--- START OF Supplied material ---
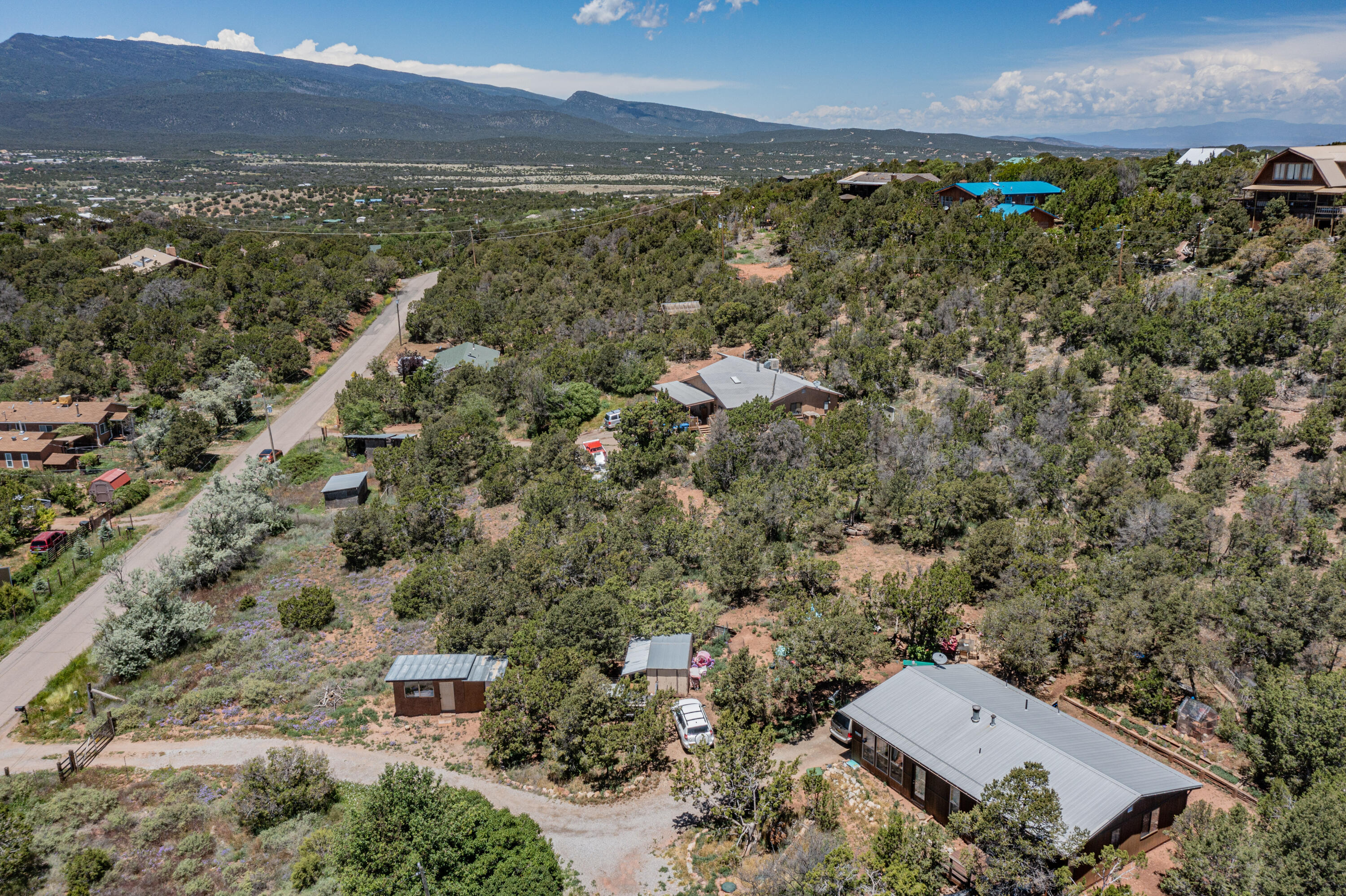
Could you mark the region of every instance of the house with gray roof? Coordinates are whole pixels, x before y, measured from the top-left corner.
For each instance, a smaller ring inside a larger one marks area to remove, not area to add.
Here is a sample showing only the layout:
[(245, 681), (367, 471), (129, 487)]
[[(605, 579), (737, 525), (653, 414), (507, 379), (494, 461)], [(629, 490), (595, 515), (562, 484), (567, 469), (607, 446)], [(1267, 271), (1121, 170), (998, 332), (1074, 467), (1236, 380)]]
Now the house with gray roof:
--- END OF Supplied material ---
Directions for this task: Write out every line of the items above, word for word, leaving out the pictures.

Solution:
Could you mark the region of every instance of the house with gray roof? Coordinates are whole pixels, x before y, measured from the top-left corner.
For each instance, a smaller ring inside a larger one marks area to remove, not area to add.
Here is a sample showing only the layout:
[(245, 681), (367, 471), (129, 487)]
[[(605, 579), (737, 525), (653, 414), (507, 379), (494, 461)], [(629, 490), (595, 515), (562, 484), (567, 469), (607, 446)], [(1267, 271), (1121, 170), (998, 332), (1074, 467), (1236, 380)]]
Now the house with gray roof:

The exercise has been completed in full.